Saved entries
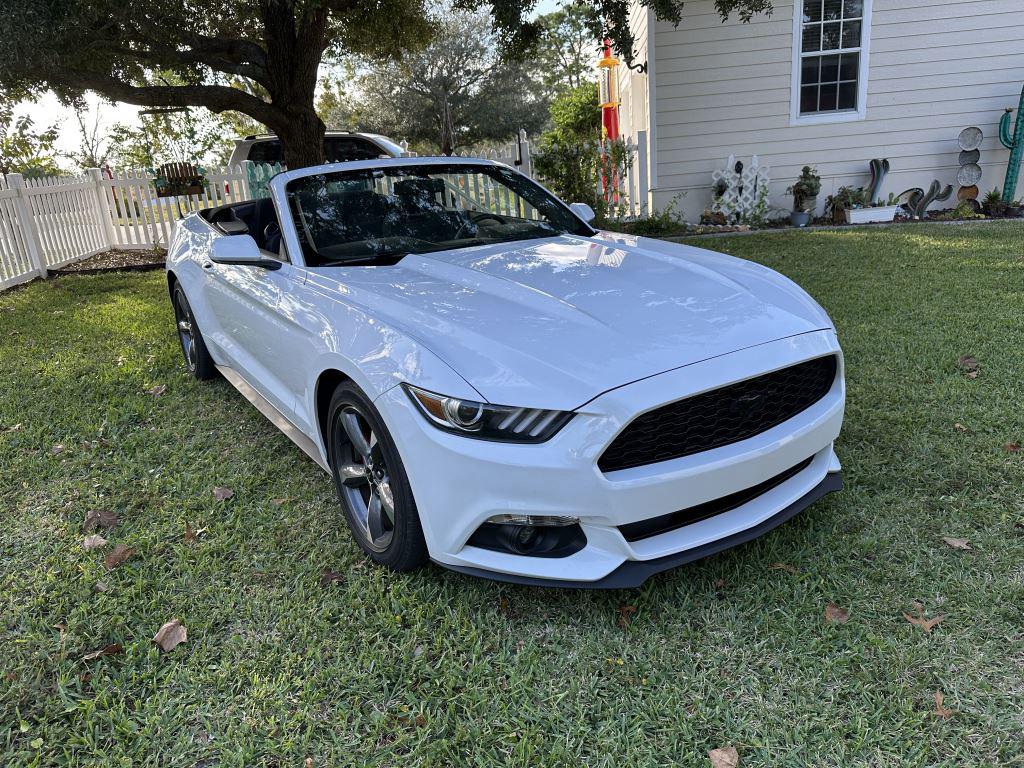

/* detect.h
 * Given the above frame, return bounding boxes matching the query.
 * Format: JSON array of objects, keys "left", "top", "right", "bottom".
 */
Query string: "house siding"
[{"left": 647, "top": 0, "right": 1024, "bottom": 219}]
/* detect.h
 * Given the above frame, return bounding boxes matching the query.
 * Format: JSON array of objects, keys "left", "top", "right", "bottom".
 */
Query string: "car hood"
[{"left": 314, "top": 232, "right": 831, "bottom": 410}]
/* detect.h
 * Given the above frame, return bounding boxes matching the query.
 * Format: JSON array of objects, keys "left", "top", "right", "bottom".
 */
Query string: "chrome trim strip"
[{"left": 216, "top": 366, "right": 331, "bottom": 474}]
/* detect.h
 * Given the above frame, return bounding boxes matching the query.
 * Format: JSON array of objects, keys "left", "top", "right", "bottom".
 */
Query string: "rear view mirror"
[
  {"left": 210, "top": 234, "right": 281, "bottom": 269},
  {"left": 569, "top": 203, "right": 597, "bottom": 224}
]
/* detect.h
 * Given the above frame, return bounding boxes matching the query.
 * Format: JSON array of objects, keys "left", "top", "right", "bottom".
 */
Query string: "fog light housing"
[{"left": 467, "top": 514, "right": 587, "bottom": 557}]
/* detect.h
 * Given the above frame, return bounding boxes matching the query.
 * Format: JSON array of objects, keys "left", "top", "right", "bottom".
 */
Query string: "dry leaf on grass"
[
  {"left": 82, "top": 509, "right": 118, "bottom": 534},
  {"left": 618, "top": 605, "right": 637, "bottom": 630},
  {"left": 942, "top": 536, "right": 973, "bottom": 549},
  {"left": 708, "top": 746, "right": 739, "bottom": 768},
  {"left": 82, "top": 643, "right": 124, "bottom": 662},
  {"left": 153, "top": 618, "right": 188, "bottom": 653},
  {"left": 956, "top": 354, "right": 978, "bottom": 373},
  {"left": 903, "top": 603, "right": 945, "bottom": 633},
  {"left": 103, "top": 544, "right": 135, "bottom": 570},
  {"left": 825, "top": 603, "right": 850, "bottom": 624},
  {"left": 82, "top": 534, "right": 106, "bottom": 552},
  {"left": 321, "top": 568, "right": 342, "bottom": 587}
]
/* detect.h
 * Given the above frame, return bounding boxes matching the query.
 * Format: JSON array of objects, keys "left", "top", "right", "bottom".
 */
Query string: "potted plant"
[
  {"left": 825, "top": 186, "right": 899, "bottom": 224},
  {"left": 785, "top": 165, "right": 821, "bottom": 226}
]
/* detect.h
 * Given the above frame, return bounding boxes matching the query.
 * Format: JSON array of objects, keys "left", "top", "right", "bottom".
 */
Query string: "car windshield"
[{"left": 285, "top": 164, "right": 592, "bottom": 266}]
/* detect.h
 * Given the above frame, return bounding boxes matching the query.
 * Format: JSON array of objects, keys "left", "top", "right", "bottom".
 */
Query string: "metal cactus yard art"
[{"left": 999, "top": 82, "right": 1024, "bottom": 203}]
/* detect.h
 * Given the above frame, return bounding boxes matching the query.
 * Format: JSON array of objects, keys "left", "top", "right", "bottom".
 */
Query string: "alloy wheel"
[{"left": 334, "top": 406, "right": 394, "bottom": 552}]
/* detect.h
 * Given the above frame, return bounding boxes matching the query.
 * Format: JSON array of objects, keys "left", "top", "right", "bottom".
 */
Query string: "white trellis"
[{"left": 711, "top": 155, "right": 771, "bottom": 222}]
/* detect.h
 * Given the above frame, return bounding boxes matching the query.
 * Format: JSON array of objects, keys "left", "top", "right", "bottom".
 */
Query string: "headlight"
[{"left": 403, "top": 384, "right": 573, "bottom": 442}]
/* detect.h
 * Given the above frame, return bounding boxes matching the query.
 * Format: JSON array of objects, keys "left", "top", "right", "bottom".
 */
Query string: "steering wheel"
[{"left": 452, "top": 211, "right": 509, "bottom": 240}]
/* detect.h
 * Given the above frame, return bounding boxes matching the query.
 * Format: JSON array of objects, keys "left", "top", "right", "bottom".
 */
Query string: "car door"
[{"left": 203, "top": 244, "right": 305, "bottom": 418}]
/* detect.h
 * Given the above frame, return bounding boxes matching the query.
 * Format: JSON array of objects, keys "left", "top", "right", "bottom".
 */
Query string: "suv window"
[{"left": 247, "top": 136, "right": 387, "bottom": 163}]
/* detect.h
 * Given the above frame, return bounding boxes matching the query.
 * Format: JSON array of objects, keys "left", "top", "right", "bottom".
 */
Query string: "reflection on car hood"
[{"left": 303, "top": 233, "right": 830, "bottom": 409}]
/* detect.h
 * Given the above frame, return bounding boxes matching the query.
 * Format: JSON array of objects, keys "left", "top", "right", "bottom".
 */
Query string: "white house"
[{"left": 618, "top": 0, "right": 1024, "bottom": 219}]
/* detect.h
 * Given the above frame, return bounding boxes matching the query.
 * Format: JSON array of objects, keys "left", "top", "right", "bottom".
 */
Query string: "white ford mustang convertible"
[{"left": 167, "top": 158, "right": 845, "bottom": 587}]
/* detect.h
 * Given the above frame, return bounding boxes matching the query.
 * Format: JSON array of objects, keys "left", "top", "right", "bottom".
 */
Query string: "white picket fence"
[{"left": 0, "top": 163, "right": 281, "bottom": 291}]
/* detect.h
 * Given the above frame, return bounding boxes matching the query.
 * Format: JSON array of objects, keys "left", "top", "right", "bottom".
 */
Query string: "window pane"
[
  {"left": 802, "top": 24, "right": 821, "bottom": 53},
  {"left": 800, "top": 56, "right": 821, "bottom": 85},
  {"left": 800, "top": 85, "right": 818, "bottom": 115},
  {"left": 821, "top": 56, "right": 839, "bottom": 83},
  {"left": 839, "top": 53, "right": 860, "bottom": 80},
  {"left": 843, "top": 22, "right": 860, "bottom": 48},
  {"left": 821, "top": 22, "right": 841, "bottom": 50},
  {"left": 839, "top": 83, "right": 857, "bottom": 110},
  {"left": 818, "top": 83, "right": 839, "bottom": 112}
]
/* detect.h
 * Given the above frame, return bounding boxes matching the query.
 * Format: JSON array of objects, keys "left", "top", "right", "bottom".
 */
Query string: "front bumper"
[{"left": 377, "top": 331, "right": 845, "bottom": 588}]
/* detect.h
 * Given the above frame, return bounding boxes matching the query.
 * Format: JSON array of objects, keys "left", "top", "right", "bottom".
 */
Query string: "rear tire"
[
  {"left": 171, "top": 283, "right": 217, "bottom": 381},
  {"left": 326, "top": 382, "right": 427, "bottom": 570}
]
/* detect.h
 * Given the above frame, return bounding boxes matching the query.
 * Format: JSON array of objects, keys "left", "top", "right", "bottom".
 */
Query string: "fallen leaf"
[
  {"left": 618, "top": 605, "right": 637, "bottom": 630},
  {"left": 903, "top": 603, "right": 945, "bottom": 633},
  {"left": 956, "top": 354, "right": 978, "bottom": 371},
  {"left": 103, "top": 544, "right": 135, "bottom": 570},
  {"left": 942, "top": 536, "right": 973, "bottom": 549},
  {"left": 321, "top": 568, "right": 342, "bottom": 587},
  {"left": 825, "top": 603, "right": 850, "bottom": 624},
  {"left": 82, "top": 643, "right": 124, "bottom": 662},
  {"left": 82, "top": 510, "right": 118, "bottom": 534},
  {"left": 82, "top": 534, "right": 106, "bottom": 552},
  {"left": 708, "top": 746, "right": 739, "bottom": 768},
  {"left": 213, "top": 485, "right": 234, "bottom": 502},
  {"left": 153, "top": 618, "right": 188, "bottom": 653}
]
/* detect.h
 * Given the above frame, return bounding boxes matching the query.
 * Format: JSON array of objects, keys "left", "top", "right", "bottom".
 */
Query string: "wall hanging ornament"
[
  {"left": 999, "top": 82, "right": 1024, "bottom": 204},
  {"left": 956, "top": 126, "right": 985, "bottom": 211},
  {"left": 711, "top": 155, "right": 771, "bottom": 223}
]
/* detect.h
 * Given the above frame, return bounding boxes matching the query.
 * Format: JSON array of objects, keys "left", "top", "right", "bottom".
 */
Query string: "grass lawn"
[{"left": 0, "top": 224, "right": 1024, "bottom": 768}]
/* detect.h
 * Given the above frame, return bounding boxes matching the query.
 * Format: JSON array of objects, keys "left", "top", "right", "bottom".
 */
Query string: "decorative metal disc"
[
  {"left": 956, "top": 126, "right": 985, "bottom": 152},
  {"left": 959, "top": 150, "right": 981, "bottom": 165},
  {"left": 956, "top": 163, "right": 981, "bottom": 186},
  {"left": 956, "top": 184, "right": 981, "bottom": 201}
]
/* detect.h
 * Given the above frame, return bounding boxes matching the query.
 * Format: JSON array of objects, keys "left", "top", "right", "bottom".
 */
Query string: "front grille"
[
  {"left": 597, "top": 355, "right": 837, "bottom": 472},
  {"left": 618, "top": 456, "right": 814, "bottom": 542}
]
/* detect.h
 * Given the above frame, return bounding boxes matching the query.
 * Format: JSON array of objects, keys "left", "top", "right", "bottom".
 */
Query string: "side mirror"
[
  {"left": 210, "top": 234, "right": 281, "bottom": 269},
  {"left": 569, "top": 203, "right": 597, "bottom": 224}
]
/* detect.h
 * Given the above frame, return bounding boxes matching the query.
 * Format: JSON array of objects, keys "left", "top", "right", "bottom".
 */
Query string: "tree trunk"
[{"left": 269, "top": 109, "right": 327, "bottom": 170}]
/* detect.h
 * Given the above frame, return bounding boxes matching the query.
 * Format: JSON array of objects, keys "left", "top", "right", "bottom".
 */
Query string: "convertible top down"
[{"left": 168, "top": 158, "right": 845, "bottom": 587}]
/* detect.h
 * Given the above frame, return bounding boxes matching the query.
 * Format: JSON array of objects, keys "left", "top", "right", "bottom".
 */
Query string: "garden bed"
[{"left": 50, "top": 248, "right": 167, "bottom": 276}]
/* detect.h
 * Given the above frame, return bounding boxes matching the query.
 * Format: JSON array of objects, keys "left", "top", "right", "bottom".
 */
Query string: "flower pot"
[
  {"left": 790, "top": 211, "right": 811, "bottom": 226},
  {"left": 846, "top": 206, "right": 899, "bottom": 224}
]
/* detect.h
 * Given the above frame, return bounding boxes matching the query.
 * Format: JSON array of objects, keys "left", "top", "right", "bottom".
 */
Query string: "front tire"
[
  {"left": 172, "top": 283, "right": 217, "bottom": 381},
  {"left": 327, "top": 382, "right": 427, "bottom": 570}
]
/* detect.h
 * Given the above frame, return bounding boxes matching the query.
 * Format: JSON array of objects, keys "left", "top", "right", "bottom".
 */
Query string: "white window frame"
[{"left": 790, "top": 0, "right": 872, "bottom": 126}]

(WHAT TO PRODUCE):
List every line of the material above that contains the word "mirror". Case counts.

(ANSWER TO THIS EXERCISE):
Query string: "rear view mirror"
Query string: "side mirror"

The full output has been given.